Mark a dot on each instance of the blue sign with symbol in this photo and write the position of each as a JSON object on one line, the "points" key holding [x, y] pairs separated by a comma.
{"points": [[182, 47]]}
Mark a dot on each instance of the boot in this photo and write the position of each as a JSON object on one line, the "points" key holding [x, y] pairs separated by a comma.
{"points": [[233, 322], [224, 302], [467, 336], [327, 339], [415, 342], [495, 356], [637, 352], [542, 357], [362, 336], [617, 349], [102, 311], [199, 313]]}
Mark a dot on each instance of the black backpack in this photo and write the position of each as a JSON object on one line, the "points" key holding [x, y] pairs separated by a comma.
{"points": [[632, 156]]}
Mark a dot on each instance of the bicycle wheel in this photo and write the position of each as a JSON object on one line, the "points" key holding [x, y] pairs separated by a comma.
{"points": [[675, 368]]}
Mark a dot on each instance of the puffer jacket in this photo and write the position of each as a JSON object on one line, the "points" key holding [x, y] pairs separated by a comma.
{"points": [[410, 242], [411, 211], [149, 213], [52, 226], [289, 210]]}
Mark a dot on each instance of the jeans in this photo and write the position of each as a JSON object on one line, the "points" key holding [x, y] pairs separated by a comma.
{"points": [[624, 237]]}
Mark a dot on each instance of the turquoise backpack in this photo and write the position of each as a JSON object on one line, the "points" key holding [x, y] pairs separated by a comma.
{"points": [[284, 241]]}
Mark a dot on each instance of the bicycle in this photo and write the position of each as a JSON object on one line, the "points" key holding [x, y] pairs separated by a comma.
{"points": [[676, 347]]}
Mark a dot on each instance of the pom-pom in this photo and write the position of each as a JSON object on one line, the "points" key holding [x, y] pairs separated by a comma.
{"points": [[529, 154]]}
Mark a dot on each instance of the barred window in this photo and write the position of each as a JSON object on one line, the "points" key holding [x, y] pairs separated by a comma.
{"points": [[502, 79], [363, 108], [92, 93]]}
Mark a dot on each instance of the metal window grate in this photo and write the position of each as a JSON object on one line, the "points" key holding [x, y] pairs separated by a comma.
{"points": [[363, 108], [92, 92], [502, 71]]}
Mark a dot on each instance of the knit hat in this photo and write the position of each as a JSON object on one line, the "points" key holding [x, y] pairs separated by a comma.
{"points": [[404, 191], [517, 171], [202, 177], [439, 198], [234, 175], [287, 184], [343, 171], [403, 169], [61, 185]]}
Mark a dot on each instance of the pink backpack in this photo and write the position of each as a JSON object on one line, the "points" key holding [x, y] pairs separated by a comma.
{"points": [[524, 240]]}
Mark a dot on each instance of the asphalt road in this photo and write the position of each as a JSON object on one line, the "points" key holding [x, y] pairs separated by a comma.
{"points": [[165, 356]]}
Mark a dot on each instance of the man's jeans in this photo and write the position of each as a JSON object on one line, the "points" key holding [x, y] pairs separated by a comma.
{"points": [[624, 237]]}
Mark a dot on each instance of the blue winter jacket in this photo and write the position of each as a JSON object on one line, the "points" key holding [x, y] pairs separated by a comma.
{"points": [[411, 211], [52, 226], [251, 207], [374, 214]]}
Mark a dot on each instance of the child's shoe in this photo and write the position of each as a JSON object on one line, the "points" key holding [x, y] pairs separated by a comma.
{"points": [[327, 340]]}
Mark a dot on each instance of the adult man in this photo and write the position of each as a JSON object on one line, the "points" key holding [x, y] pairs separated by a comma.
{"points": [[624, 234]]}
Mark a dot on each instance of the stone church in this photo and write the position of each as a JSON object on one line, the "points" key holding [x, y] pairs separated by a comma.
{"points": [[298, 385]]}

* [WHAT YOU SHOULD DO]: Please revise the rows above so that each "Mark a dot" becomes "Place a point", with every other word left unchanged.

* [FINAL RESULT]:
Place a point on each instance of the blue sign with symbol in this photo and write the position of each as a JSON object on one line, the "points" key holding [x, y] pairs separated by a comma.
{"points": [[182, 47]]}
Place a point on each instance of the boot in this photo and write the position of each as a JSON object on one line, the "points" key holding [x, y] pairs separated by a comma.
{"points": [[233, 322], [224, 302], [467, 336], [327, 339], [415, 342], [495, 356], [637, 352], [542, 357], [362, 336], [617, 349], [102, 311], [199, 313]]}
Place a point on each instance of the black backpack in this photo and write the position of each as a JSON object on one line, the "points" key holding [x, y] pairs separated by a comma.
{"points": [[632, 156]]}
Place a point on each instance of the bicycle wheel in this photo and write the position of each as a JSON object on one line, the "points" key holding [x, y] pairs separated by a comma.
{"points": [[675, 368]]}
Place a point on each instance of the puffer jacket in this photo and write the position of each as a JSON object on one line, the "points" key holding [x, y] pairs separated by a comma.
{"points": [[410, 242], [411, 211], [149, 213], [52, 226], [289, 210]]}
Place a point on each instance of the jeans in this photo and write the position of each as a JSON object on one line, the "points" key holding [x, y] pairs separated by a comma.
{"points": [[624, 237]]}
Place a point on each instance of the turquoise backpack in this photo and write the position of each as a JSON object on one line, the "points" key holding [x, y] pairs separated by a comma.
{"points": [[284, 241]]}
Place a point on each instance of the bicycle in this photo and write the position of each as a JSON object on one line, the "points" key holding [x, y] pairs separated by a comma.
{"points": [[676, 347]]}
Place a point on each instance of the pom-pom in this photo and write the position of each as a JSON object on one line, the "points" key holding [x, y] pairs separated by a comma.
{"points": [[529, 154]]}
Place a point on each instance of the barred window in this photo and write the position of each as a JSON object on one line, the "points" key holding [x, y] pairs separated by a comma.
{"points": [[502, 79], [363, 108], [92, 93]]}
Place a point on each instance of the metal window grate in this photo and write the position of each as a JSON object on one line, the "points" key holding [x, y] pairs separated by a comma.
{"points": [[363, 108], [92, 92], [502, 71]]}
Place a point on each instance of the knit hat in this photo and write the position of each as a JSON object on one line, the "points" key holding [x, y] pairs separated by a comma.
{"points": [[404, 191], [517, 171], [202, 177], [439, 198], [234, 175], [287, 184], [343, 171], [403, 169], [61, 185]]}
Place a point on each instance of the pink backpack in this photo and write the position of each as a JSON object on one line, the "points" key holding [x, y] pairs separated by a comma.
{"points": [[524, 240]]}
Place a point on each instance of the asphalt road in this photo and write the position of each as a JSON object on one line, the "points" key holding [x, y] pairs separated by a comma.
{"points": [[165, 356]]}
Place a point on each instance of the man's jeans in this photo and write the position of each as a JSON object on one line, the "points" key holding [x, y] pairs separated by a comma.
{"points": [[624, 237]]}
Place a point on each instance of the blue winter jacket in this photo and write the position of each as a JSON object on one line, the "points" key holding [x, y] pairs separated by a comma.
{"points": [[411, 211], [52, 226], [251, 207], [374, 214]]}
Place a point on each instance of the child's shoe in this photo and write the position of each as a JSON object on one line, the "points" key holding [x, y] pairs separated by a comma.
{"points": [[327, 340]]}
Place a point on each instance of the adult man in this photo and write the position of each as a JSON object on one line, the "points" key holding [x, y] pairs separated by a comma.
{"points": [[624, 234]]}
Place a point on each instance of the stone church in this photo and write the position of each as a JSON object on one line, the "points" key holding [x, y] pairs separated by a comma.
{"points": [[298, 385]]}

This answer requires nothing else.